I'm sorry but I agree with going down the no toast/cereal/ anything else after tea route. You will not starve your children if they choose not to eat a meal.

Regarding confrontation and battle of wills, at 8 and ?6? (Sorry I'm on the app and I can't check) they are children. This "all hell" you refer to just sounds like a older child throwing a tantrum. Food is provided. Eat or choose not to. You wouldn't let a 2year old dictate to you using that behaviour so how is it acceptable with older children?

artemisandaphrodite Thu 05-Sep-13 15:20:01

Thurlow I'm just not into the whole rewards/punishments hooha. Would rather bring up my kids without them as I think they're nothing but a quick fix. Am a bit of an Alfie-Kohn-ophile grin

Julia, thanks. How would you do "all of you must have that meal" if it's cheesy pasta, which DP and I really wouldn't want to eat on a regular basis ... and also the "they must eat fruit or veg every day" - HOW??? Honestly, how? DS eats no fruit, so I don't see how I can do that. Sorry to be negative, I just can't see how to change it.

It is already a battle of wills sad

JuliaScurr Thu 05-Sep-13 14:53:10

get them to choose from list/suggest
choice of 'eat or don't' isn't a choice
then all of you have that meal
they must eat fruit or veg every day but let them choose which
ime it does work and the list expands
don't turn it into a battle of wills

Thurlow Thu 05-Sep-13 14:42:05

Sending kids to bed hungry is a very drastic action. Reward charts etc are less drastic. Is there a reason why you won't consider them now?

artemisandaphrodite Thu 05-Sep-13 14:40:38

Thanks fiesta, good to know I'm not alone in my flakiness. What will your DC eat, and how old are they? What happens when you send them to bed hungry - is there a meltdown? Do they get remorseful or just resentful? Has any of the bribery resulted in them actually starting to eat something good on a regular basis? Would be really interested to know!

**Provided records**

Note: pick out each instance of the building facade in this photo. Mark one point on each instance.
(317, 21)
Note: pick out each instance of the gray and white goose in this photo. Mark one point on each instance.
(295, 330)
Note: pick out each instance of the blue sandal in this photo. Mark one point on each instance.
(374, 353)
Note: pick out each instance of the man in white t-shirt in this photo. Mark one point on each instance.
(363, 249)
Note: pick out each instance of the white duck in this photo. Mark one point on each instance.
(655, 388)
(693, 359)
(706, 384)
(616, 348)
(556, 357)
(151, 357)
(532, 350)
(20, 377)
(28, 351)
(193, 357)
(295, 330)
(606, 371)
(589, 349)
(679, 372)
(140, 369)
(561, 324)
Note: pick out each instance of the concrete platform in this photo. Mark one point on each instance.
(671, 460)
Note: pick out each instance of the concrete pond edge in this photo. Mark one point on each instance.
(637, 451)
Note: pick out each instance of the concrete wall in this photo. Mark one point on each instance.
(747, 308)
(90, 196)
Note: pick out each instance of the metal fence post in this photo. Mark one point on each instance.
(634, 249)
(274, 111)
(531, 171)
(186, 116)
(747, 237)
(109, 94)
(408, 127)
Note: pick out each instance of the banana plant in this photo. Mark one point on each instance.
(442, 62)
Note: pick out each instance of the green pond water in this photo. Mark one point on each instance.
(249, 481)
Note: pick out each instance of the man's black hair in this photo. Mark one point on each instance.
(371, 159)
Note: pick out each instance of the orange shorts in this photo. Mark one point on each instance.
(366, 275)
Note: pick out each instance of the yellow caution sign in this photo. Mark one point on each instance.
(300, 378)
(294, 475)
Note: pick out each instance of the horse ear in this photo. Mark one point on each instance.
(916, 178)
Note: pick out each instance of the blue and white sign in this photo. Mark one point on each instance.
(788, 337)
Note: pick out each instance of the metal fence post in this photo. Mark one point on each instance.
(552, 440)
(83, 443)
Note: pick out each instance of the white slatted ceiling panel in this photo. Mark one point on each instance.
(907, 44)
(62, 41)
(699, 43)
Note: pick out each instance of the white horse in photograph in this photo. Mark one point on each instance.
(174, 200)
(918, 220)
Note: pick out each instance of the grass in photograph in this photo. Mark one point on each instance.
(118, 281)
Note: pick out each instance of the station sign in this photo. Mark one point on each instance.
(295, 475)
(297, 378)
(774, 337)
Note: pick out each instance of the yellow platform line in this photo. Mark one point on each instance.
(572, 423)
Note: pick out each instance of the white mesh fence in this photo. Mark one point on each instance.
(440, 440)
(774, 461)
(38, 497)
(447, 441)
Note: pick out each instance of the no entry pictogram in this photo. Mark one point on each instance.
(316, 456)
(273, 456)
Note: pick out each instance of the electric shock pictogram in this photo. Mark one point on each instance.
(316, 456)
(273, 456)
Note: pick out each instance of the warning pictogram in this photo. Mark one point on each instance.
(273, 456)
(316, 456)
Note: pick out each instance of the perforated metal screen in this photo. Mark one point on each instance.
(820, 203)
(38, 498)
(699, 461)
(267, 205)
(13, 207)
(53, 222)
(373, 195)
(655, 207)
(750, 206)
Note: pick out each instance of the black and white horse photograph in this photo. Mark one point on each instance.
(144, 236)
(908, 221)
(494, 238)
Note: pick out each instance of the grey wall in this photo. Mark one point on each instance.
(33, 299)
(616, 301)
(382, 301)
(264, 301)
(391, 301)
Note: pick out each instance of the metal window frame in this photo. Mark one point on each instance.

**Written instruction A**
Add 70 to every point coordinate in the answers of the records, starting at the line that contains "Note: pick out each instance of the warning" and ending at the end of the records. Write out all of those lines again, with the requests included.
**Written instruction B**
Resume the forum discussion about children's mealtimes from where it stops.

**Task output A**
Note: pick out each instance of the warning pictogram in this photo. Mark one point on each instance.
(343, 526)
(386, 526)
Note: pick out each instance of the perforated metal screen in this photo. Mark one point on each instance.
(890, 273)
(108, 568)
(769, 531)
(337, 275)
(83, 277)
(123, 292)
(443, 265)
(725, 277)
(820, 276)
Note: pick out each instance of the black and white horse photograph in this photo. Mark one point on each instance.
(214, 306)
(978, 291)
(564, 308)
Note: pick out each instance of the grey wall in this photo. Mark one point on each instance.
(103, 369)
(686, 371)
(452, 371)
(334, 371)
(461, 371)
Note: pick out each instance of the metal window frame in this photo. Mark one point on each instance.

**Task output B**
artemisandaphrodite Thu 05-Sep-13 14:38:45

Ah, I see, Thurlow. No, I'm totally prepared to keep talking about it until we can find a solution ... it's just that talking positively and cheerfully in the past seems to have made no difference, so I feel a bit defeated.

Yes, that sentence about chopping totally betrays my irritation, and you have wise words. I know I need to make a watertight 100% consistent plan with DP, and stick to it, so we all know exactly where we stand. The poor kids don't at the moment, as I'm always chopping and changing about what they are or are not allowed. It stinks, I know. sad

fiestabelle Thu 05-Sep-13 14:38:17

OP I could have written your posts, I feel like a total failure when it comes to food related parenting, tbh I am guilty of complete inconsistency too, so veer between sending them to bed hungry, bribery and thinking lifes too short!

Thurlow Thu 05-Sep-13 14:27:12

Sorry, I really didn't mean that in a having a go way. Also I was taking your response above to Humphrey about having tried discussions before with them but not seeing any long-term results.

I know I haven't had this particular problem with food yet, but in my experience so far with parenting, there comes a breaking point where you feel you have to try something radically, drastically different to try and change things. For example, parents being so tired they decide to try a form of sleep training when previously they had been against that.

The sentence that sticks out to me from your first post is I’ve been chopping and peeling for over an hour; why the hell should I make another meal?? It's both correct - yes, in an ideal world you shouldn't regularly have to make two meals, especially not when you are all eating together. But it's also quite a snippy sentence and to me says a lot about how you feel about this.

I think this is one of those situations where it's up to you to decide as the parent whether you are stressed or unhappy enough about it to do something that you consider quite drastic.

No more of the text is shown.